- **Exercise material**
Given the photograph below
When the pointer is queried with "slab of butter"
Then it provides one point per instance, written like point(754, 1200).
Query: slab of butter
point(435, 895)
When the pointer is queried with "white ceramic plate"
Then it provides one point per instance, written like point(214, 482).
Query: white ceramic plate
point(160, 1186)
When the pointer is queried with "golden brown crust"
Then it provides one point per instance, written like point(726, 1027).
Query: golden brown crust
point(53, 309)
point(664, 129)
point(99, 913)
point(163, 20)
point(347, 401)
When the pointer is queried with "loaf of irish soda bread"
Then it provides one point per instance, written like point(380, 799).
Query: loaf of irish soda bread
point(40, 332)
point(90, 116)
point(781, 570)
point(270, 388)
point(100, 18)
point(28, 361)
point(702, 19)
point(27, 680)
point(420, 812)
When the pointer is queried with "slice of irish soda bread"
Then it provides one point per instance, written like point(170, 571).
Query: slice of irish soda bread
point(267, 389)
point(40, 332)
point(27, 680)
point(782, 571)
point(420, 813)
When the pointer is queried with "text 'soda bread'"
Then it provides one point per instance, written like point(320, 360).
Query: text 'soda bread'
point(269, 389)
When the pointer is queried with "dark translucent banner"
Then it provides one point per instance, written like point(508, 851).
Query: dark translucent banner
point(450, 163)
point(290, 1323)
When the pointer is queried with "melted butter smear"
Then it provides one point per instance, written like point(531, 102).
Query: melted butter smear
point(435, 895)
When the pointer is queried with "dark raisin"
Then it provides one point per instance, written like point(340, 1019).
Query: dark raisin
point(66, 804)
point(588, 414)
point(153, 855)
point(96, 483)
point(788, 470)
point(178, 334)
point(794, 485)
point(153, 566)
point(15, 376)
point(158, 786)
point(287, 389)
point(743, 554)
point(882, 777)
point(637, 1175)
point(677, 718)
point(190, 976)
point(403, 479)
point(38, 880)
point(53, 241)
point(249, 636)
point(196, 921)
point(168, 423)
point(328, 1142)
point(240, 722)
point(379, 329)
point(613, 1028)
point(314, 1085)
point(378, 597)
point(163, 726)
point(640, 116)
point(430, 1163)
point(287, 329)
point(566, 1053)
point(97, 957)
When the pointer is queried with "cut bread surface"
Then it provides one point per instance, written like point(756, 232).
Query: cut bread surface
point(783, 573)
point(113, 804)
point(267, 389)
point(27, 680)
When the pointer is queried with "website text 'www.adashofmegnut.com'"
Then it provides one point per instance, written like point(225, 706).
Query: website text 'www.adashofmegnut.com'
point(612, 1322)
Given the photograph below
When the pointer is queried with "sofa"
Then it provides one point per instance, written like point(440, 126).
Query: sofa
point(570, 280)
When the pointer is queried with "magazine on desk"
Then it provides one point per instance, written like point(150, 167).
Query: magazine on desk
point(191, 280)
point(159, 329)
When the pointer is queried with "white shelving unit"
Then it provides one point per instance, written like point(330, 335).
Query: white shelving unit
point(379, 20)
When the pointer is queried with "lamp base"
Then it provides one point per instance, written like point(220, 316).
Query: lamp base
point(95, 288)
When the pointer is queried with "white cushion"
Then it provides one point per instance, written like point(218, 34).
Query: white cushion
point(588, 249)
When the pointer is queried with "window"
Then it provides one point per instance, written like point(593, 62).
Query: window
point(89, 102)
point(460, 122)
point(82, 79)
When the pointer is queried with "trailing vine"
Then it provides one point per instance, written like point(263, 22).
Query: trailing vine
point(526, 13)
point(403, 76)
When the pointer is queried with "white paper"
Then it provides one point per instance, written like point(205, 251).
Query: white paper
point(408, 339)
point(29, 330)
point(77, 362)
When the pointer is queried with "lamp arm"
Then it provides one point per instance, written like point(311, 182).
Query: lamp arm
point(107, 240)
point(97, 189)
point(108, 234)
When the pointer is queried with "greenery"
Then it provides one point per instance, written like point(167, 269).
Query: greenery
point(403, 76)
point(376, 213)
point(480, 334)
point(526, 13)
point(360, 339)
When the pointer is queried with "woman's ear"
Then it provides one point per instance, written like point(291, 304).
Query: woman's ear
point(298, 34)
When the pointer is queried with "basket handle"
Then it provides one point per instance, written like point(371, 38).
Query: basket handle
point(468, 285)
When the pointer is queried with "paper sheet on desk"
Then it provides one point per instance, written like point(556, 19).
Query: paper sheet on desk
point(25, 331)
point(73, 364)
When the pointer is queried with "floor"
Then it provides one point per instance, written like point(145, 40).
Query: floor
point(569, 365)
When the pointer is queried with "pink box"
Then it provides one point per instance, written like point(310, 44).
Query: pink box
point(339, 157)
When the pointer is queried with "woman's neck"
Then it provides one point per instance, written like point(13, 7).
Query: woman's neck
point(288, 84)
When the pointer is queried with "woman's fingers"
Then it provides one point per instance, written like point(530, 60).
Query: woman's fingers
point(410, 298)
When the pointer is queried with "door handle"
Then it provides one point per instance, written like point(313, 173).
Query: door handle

- **What to produce**
Reproduce the records above in full, replacing every occurrence of "pointer" with "locator" and leaving all other text unchanged.

- **Answer for this exercise**
Given the photograph below
When the locator is queried with "slab of butter"
Then it provides one point per instance, written like point(754, 1200).
Query: slab of butter
point(435, 895)
When the locator is queried with "white ceramic plate"
Then it provides one point per instance, written like point(214, 482).
Query: white ceramic plate
point(160, 1186)
When the locator is queried with "golden brown crust"
Then it provides one point per instance, written like point(726, 1027).
Query: golden brown crust
point(53, 309)
point(664, 129)
point(99, 913)
point(163, 20)
point(347, 401)
When the locator is queried with "loaf of irish soda bread"
Then it provides one point per instance, written like point(380, 799).
Query: loaf of irish soda bread
point(40, 332)
point(90, 116)
point(781, 570)
point(270, 388)
point(100, 18)
point(28, 361)
point(702, 19)
point(27, 680)
point(420, 812)
When the locator is queried with "slice of irish soda bread"
Then it provides one point per instance, written like point(170, 571).
Query: slice of irish soda bread
point(267, 389)
point(40, 332)
point(27, 680)
point(782, 571)
point(420, 813)
When the locator is queried with "text 'soda bread'"
Then it provides one point per instance, written like point(320, 360).
Query: text 'soda bread'
point(269, 389)
When the locator is queried with "dark translucent banner"
Then it provides one point per instance, written like point(508, 851).
Query: dark translucent banner
point(450, 163)
point(290, 1323)
When the locator is queried with "melted butter smear"
Then it provides one point per instance, written like point(531, 102).
Query: melted butter smear
point(435, 895)
When the locator is queried with "dark raisin"
Then it provides one point per instance, written like point(340, 1019).
Query: dark raisin
point(66, 804)
point(588, 414)
point(153, 855)
point(96, 483)
point(788, 470)
point(178, 334)
point(794, 485)
point(153, 566)
point(15, 376)
point(158, 786)
point(287, 389)
point(743, 554)
point(882, 777)
point(637, 1175)
point(677, 718)
point(190, 976)
point(403, 479)
point(38, 880)
point(53, 241)
point(249, 636)
point(196, 921)
point(168, 423)
point(328, 1142)
point(240, 722)
point(379, 329)
point(613, 1028)
point(314, 1085)
point(378, 597)
point(163, 726)
point(640, 116)
point(430, 1163)
point(287, 329)
point(566, 1053)
point(97, 957)
When the locator is queried with "cut bread surface"
Then it provides one point per instance, written like point(756, 232).
Query: cut bread surface
point(783, 573)
point(113, 804)
point(267, 389)
point(27, 680)
When the locator is queried with "website text 'www.adashofmegnut.com'"
Then it provides one point per instance, written like point(225, 706).
Query: website text 'www.adashofmegnut.com'
point(612, 1322)
Given the photograph below
When the locator is queried with "sofa"
Then it provides one point per instance, written like point(440, 126).
Query: sofa
point(570, 280)
When the locator is queried with "magazine on desk"
Then it provides one point per instance, written like point(150, 167).
Query: magazine on desk
point(191, 280)
point(159, 329)
When the locator is queried with "white shelving unit"
Then it provides one point per instance, written like point(330, 335).
Query: white shelving unit
point(379, 20)
When the locator is queried with "lamp base"
Then it provides one point per instance, written like point(220, 316).
Query: lamp base
point(95, 288)
When the locator is queried with "white cushion"
Then it provides one point per instance, written like point(218, 34).
Query: white cushion
point(588, 249)
When the locator is queried with "window"
Then it provides one point per instance, written like point(593, 62).
Query: window
point(89, 102)
point(460, 122)
point(82, 79)
When the locator is queried with "trailing vine"
Then it provides one point per instance, written like point(263, 22).
Query: trailing vine
point(526, 13)
point(403, 76)
When the locator is queried with "white paper"
Then it provides one point per instance, written like point(205, 251).
Query: white paper
point(408, 339)
point(29, 330)
point(77, 362)
When the locator is queried with "lamp arm"
Then it provides one point per instance, written like point(311, 182).
Query: lamp arm
point(107, 240)
point(97, 189)
point(108, 234)
When the locator is queried with "greenery"
Then it provides one point per instance, written like point(167, 269).
Query: greenery
point(403, 76)
point(376, 213)
point(480, 334)
point(526, 13)
point(360, 339)
When the locator is queried with "woman's ear"
Then it provides one point per instance, written like point(291, 304).
Query: woman's ear
point(298, 34)
When the locator is queried with "basket handle"
Then it provides one point per instance, written like point(371, 38).
Query: basket handle
point(468, 285)
When the locator is queried with "paper sheet on desk"
Then it provides one point per instance, written like point(556, 19).
Query: paper sheet on desk
point(25, 331)
point(73, 364)
When the locator is queried with "floor"
Then it provides one point per instance, written like point(145, 40).
Query: floor
point(569, 365)
When the locator is queried with "pink box"
Then it provides one point per instance, written like point(310, 44).
Query: pink box
point(339, 157)
When the locator is queried with "woman's neck"
Then it provides one point per instance, written like point(13, 7).
Query: woman's neck
point(288, 84)
When the locator is queried with "woman's fingers"
Then it provides one point per instance, written like point(530, 60).
Query: woman's fingers
point(410, 298)
When the locator is queried with "door handle"
Then it provides one point per instance, written like point(313, 173).
Query: door handle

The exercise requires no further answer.